* SHORT TASK 1 *
List every configuration parameter named in the forum thread on the WAL problem.

[begin DOCUMENT]

PGP Public Key: http://folk.uio.no/rafael/

#2Adrian Klaver
adrian.klaver@aklaver.com
In reply to: Rafael Martinez (#1)
Re: Weird WAL problem - 9.0.3

On Wednesday, April 13, 2011 6:09:25 am Rafael Martinez wrote:

Hello

Yesterday we had a weird problem with the pg_xlog partition in one of
our servers:

- The amount of WAL files was much higher than (2*checkpoint_segments)+1
(over 360 WAL files)

Might want to take a look at:
http://www.postgresql.org/docs/9.0/interactive/wal-configuration.html
In particular:

"There will always be at least one WAL segment file, and will normally not be
more files than the higher of wal_keep_segments or (2 +
checkpoint_completion_target) * checkpoint_segments + 1. Each segment file is
normally 16 MB (though this size can be altered when building the server). You
can use this to estimate space requirements for WAL. Ordinarily, when old log
segment files are no longer needed, they are recycled (renamed to become the next
segments in the numbered sequence). If, due to a short-term peak of log output
rate, there are more than 3 * checkpoint_segments + 1 segment files, the unneeded
segment files will be deleted instead of recycled until the system gets back
under this limit."

[end DOCUMENT]
[begin DATA FOR THIS TASK]

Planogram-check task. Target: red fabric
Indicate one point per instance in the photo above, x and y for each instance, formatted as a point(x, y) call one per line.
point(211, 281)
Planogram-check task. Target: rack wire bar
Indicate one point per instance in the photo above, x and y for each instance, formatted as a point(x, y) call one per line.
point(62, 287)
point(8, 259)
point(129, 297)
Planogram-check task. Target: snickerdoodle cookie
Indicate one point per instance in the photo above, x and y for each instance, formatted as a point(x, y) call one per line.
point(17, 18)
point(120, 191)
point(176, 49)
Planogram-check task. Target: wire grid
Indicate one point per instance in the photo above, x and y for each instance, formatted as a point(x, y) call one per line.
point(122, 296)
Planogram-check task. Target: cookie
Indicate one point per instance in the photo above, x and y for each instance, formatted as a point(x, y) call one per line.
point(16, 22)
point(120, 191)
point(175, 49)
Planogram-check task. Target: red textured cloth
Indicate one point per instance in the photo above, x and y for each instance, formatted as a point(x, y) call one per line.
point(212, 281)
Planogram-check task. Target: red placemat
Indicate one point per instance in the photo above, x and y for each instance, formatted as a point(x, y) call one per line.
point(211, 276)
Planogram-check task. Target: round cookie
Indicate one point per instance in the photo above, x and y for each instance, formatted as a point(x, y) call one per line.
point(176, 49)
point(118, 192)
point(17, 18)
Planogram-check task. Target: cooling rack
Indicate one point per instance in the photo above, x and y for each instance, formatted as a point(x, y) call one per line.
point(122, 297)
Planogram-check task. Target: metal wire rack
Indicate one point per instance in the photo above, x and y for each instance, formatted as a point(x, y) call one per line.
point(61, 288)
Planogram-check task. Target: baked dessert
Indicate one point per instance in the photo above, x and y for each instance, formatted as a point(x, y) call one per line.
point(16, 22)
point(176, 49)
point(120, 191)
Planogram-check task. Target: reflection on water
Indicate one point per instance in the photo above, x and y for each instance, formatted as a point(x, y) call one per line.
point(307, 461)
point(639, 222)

[end DATA FOR THIS TASK]

* SHORT TASK 2 *
Turn the location identification entries into a JSON list of strings with one string per line and no blank lines. Begin at the first line of the entries and stop after the line that contains "point(129, 297)".

* FINAL ANSWER 1 *
checkpoint_segments, wal_keep_segments, checkpoint_completion_target

* FINAL ANSWER 2 *
[
  "Planogram-check task. Target: red fabric",
  "Indicate one point per instance in the photo above, x and y for each instance, formatted as a point(x, y) call one per line.",
  "point(211, 281)",
  "Planogram-check task. Target: rack wire bar",
  "Indicate one point per instance in the photo above, x and y for each instance, formatted as a point(x, y) call one per line.",
  "point(62, 287)",
  "point(8, 259)",
  "point(129, 297)"
]